Labeled-object pointing entries:

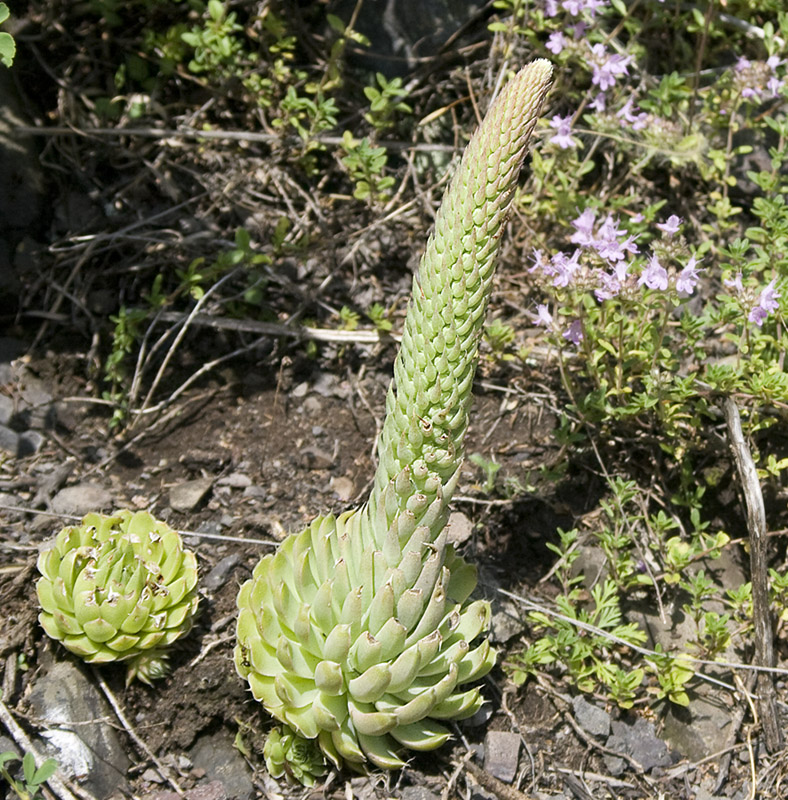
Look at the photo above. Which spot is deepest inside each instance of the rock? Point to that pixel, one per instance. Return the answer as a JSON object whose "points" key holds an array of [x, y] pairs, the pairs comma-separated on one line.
{"points": [[502, 754], [218, 575], [235, 480], [343, 487], [208, 791], [417, 793], [81, 499], [459, 528], [591, 718], [9, 440], [91, 754], [639, 741], [30, 442], [701, 729], [187, 496], [222, 762], [6, 409]]}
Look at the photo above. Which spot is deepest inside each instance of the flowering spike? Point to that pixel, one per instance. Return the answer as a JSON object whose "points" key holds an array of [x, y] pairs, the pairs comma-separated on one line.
{"points": [[395, 642]]}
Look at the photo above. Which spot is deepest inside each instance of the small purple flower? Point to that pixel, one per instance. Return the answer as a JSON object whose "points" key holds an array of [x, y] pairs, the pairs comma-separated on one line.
{"points": [[608, 288], [564, 268], [671, 226], [606, 68], [687, 279], [563, 127], [556, 42], [599, 103], [540, 262], [584, 227], [543, 316], [655, 276], [573, 7], [574, 333], [735, 283], [550, 8], [767, 302]]}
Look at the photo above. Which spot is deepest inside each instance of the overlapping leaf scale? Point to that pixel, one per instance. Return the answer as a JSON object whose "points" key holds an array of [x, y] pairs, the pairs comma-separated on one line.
{"points": [[359, 631], [118, 588]]}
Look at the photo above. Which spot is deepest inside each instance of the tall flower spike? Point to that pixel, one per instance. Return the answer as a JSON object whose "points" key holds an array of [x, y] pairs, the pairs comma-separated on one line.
{"points": [[358, 632]]}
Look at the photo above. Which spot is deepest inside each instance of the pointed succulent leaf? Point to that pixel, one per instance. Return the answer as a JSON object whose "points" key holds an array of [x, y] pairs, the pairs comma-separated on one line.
{"points": [[358, 632], [117, 586]]}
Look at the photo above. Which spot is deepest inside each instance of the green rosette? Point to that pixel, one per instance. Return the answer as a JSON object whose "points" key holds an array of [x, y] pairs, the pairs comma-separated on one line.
{"points": [[360, 633], [118, 588]]}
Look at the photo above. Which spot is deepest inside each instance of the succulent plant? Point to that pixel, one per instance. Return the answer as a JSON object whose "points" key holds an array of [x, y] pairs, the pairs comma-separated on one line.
{"points": [[118, 588], [359, 632], [287, 753]]}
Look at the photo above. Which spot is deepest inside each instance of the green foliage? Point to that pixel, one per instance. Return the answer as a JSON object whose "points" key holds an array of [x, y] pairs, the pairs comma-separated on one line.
{"points": [[7, 43], [366, 166], [33, 778]]}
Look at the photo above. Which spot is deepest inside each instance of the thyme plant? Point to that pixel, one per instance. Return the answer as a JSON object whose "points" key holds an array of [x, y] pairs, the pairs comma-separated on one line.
{"points": [[358, 632]]}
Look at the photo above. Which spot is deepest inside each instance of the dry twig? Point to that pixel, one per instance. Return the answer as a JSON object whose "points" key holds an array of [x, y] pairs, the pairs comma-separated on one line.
{"points": [[762, 627]]}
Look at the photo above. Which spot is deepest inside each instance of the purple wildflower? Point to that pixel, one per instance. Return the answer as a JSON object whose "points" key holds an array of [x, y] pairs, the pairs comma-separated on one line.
{"points": [[599, 103], [556, 42], [609, 286], [687, 279], [563, 126], [767, 302], [574, 333], [564, 268], [573, 7], [607, 67], [550, 8], [671, 226], [539, 261], [543, 316], [655, 276], [584, 227], [735, 283]]}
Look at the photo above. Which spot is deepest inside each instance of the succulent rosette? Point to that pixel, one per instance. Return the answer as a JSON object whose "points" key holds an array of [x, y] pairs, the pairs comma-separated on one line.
{"points": [[287, 753], [118, 588], [360, 632]]}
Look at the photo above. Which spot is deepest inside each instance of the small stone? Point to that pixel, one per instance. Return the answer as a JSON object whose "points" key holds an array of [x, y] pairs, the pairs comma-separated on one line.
{"points": [[30, 442], [216, 754], [218, 575], [9, 440], [300, 390], [152, 776], [91, 753], [187, 496], [6, 409], [343, 487], [502, 754], [591, 718], [459, 528], [207, 791], [235, 480], [81, 499]]}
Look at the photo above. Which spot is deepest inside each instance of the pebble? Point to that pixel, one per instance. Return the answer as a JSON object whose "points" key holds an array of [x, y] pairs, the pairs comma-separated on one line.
{"points": [[187, 496], [9, 440], [591, 718], [235, 480], [81, 499], [93, 754], [221, 761], [459, 528], [502, 754]]}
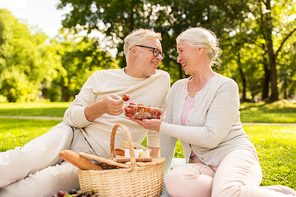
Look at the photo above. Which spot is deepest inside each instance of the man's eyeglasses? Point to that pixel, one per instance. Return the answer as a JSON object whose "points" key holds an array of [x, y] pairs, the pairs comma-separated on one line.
{"points": [[155, 51]]}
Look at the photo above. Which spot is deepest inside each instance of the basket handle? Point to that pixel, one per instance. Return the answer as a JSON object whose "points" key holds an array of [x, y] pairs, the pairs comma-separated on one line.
{"points": [[130, 144]]}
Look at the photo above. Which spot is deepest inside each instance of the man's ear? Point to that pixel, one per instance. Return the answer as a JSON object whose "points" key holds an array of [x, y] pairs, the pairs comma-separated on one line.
{"points": [[133, 50], [201, 50]]}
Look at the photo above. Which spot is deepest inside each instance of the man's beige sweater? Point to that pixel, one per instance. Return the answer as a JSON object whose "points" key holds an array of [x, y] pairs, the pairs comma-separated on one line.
{"points": [[152, 91], [213, 127]]}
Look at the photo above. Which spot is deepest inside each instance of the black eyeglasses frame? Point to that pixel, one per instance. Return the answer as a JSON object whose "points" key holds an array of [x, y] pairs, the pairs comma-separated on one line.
{"points": [[155, 51]]}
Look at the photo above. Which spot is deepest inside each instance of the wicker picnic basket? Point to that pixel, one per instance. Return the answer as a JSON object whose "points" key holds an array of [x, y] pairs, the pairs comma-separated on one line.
{"points": [[133, 181]]}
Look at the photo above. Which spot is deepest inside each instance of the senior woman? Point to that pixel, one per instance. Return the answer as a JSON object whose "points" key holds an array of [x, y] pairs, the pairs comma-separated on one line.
{"points": [[203, 112]]}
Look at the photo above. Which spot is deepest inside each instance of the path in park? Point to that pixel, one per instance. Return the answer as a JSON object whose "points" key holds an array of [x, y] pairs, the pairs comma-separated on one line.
{"points": [[60, 118]]}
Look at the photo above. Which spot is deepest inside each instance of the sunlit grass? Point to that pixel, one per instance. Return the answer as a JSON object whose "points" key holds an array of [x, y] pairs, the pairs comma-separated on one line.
{"points": [[55, 109], [278, 112], [17, 132], [276, 148]]}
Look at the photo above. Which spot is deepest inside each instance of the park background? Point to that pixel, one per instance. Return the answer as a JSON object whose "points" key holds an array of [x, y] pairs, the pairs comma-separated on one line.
{"points": [[41, 74]]}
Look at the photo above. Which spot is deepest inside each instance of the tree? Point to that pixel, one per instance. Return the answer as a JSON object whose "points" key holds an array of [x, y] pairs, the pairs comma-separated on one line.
{"points": [[275, 31], [79, 58], [23, 63], [236, 22]]}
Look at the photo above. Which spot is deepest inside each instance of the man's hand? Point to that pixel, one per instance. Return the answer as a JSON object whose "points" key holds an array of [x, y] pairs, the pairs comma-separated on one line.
{"points": [[112, 105], [151, 124]]}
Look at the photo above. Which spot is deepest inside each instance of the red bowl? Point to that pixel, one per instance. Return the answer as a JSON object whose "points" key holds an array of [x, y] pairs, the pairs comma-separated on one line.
{"points": [[140, 111]]}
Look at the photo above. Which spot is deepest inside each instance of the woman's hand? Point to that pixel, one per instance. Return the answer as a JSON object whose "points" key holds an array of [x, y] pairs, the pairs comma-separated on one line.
{"points": [[151, 124]]}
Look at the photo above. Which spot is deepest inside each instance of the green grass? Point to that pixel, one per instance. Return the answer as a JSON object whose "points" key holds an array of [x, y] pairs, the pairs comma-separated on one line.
{"points": [[17, 132], [278, 112], [276, 148], [56, 109], [276, 145]]}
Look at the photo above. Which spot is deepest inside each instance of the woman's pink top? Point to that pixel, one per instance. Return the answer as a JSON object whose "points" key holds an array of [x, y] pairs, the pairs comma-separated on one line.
{"points": [[188, 105]]}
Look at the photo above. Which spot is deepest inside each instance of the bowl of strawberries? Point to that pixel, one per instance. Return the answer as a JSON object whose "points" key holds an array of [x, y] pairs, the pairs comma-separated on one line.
{"points": [[141, 111]]}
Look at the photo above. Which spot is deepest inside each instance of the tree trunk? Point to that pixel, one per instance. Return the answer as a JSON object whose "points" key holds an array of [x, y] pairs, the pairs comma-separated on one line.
{"points": [[243, 99], [265, 90], [272, 56]]}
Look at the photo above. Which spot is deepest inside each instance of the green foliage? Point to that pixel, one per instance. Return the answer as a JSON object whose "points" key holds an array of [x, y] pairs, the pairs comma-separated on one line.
{"points": [[24, 59], [247, 31]]}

**Stated goal**:
Write out exactly the lines from the line holding "the tree trunk?" through the last line of the data, and nothing besides those lines.

**Solution to this exercise**:
Look at the photo above. Which spot is deepest inside each instance of the tree trunk? Point to that pixel, one per instance. Return the answer as a JSON object whose "points" key holds an array of [x, y] pairs, the pairs comma-separated on one line.
{"points": [[243, 99], [265, 90], [272, 56]]}
Look at the photo above. Which spot is deepest inside each instance of the green foliage? Point to that pixel, one per instance. Return the answer as a JSON object whose "points" key holds an array of [x, y] pairs, the pairs comma-separated on one line.
{"points": [[24, 59], [247, 31]]}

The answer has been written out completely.